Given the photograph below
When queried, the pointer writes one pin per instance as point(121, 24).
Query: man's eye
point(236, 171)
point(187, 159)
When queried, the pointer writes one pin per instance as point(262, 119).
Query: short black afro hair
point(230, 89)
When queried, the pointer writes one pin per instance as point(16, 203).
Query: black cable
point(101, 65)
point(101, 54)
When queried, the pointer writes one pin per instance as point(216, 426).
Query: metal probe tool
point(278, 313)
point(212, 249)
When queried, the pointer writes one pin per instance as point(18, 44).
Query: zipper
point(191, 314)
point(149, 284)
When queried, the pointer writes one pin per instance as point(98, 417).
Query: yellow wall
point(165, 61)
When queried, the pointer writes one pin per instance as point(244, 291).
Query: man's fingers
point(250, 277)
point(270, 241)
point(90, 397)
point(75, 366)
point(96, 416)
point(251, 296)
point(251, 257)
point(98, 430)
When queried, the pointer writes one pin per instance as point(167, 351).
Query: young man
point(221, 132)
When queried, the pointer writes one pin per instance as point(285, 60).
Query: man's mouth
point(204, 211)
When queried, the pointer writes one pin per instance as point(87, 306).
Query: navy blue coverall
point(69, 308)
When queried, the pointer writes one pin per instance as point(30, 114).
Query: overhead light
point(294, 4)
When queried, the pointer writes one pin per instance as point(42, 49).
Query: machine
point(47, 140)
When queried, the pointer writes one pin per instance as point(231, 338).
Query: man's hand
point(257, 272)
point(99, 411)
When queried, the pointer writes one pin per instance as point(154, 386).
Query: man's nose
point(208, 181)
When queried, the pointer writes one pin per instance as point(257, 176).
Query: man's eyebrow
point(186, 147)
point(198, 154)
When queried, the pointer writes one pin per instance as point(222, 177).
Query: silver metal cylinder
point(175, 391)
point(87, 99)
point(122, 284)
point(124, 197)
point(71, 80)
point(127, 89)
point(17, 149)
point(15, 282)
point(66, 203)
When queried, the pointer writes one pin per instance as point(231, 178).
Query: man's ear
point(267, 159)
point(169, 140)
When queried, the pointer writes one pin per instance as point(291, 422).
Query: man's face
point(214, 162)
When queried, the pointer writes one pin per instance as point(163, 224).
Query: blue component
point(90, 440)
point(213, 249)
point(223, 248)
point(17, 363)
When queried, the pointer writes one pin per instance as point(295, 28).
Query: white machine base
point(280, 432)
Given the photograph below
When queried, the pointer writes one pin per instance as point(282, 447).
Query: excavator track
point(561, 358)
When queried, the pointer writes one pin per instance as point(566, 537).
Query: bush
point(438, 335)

Direction.
Scale the material from the line with "as point(244, 291)." to the line with "point(17, 363)", both included, and reproduce every line, requests too. Multiply each point coordinate in the answers by 0.75 and round to whole numbers, halves up; leave the numbers in the requests and their format samples unchanged.

Answer to this problem.
When queried, the pointer writes one pin per instance as point(244, 291).
Query: man's fingers
point(188, 208)
point(203, 181)
point(68, 298)
point(56, 275)
point(72, 312)
point(188, 222)
point(188, 193)
point(74, 323)
When queried, the pointer writes one pin per instance as point(167, 351).
Query: young man
point(166, 99)
When queried, the pointer writes one pin per instance as point(285, 60).
Query: man's mouth
point(153, 158)
When queried, the pointer writes one pin per instance as point(87, 306).
Query: navy blue coverall
point(52, 231)
When queried, the pointer writes one pin per instance as point(30, 114).
Query: overhead light
point(221, 3)
When queried, the pointer writes one pin per instance as point(42, 49).
Query: machine
point(35, 105)
When queried, the pointer writes one pin per instance as point(231, 338).
Query: man's hand
point(193, 204)
point(74, 308)
When queried, the pointer writes one pin per instance as point(154, 386).
Query: man's nose
point(156, 136)
When queried, the pointer writes one pin per instance as point(257, 176).
Query: man's eyebrow
point(140, 110)
point(149, 116)
When queried, the pointer writes one pin per instance as point(222, 177).
Query: silver metal cylinder
point(131, 293)
point(65, 74)
point(92, 213)
point(93, 148)
point(53, 60)
point(95, 67)
point(13, 112)
point(11, 212)
point(50, 152)
When queried, the pointer writes one pin per instance as point(231, 178).
Query: man's ear
point(200, 119)
point(127, 105)
When queried, the pointer writes one pin per instance as point(291, 422).
Query: man's face
point(161, 122)
When queried, the pointer writes one pin per instance as point(163, 224).
Query: blue component
point(68, 330)
point(160, 187)
point(167, 186)
point(13, 272)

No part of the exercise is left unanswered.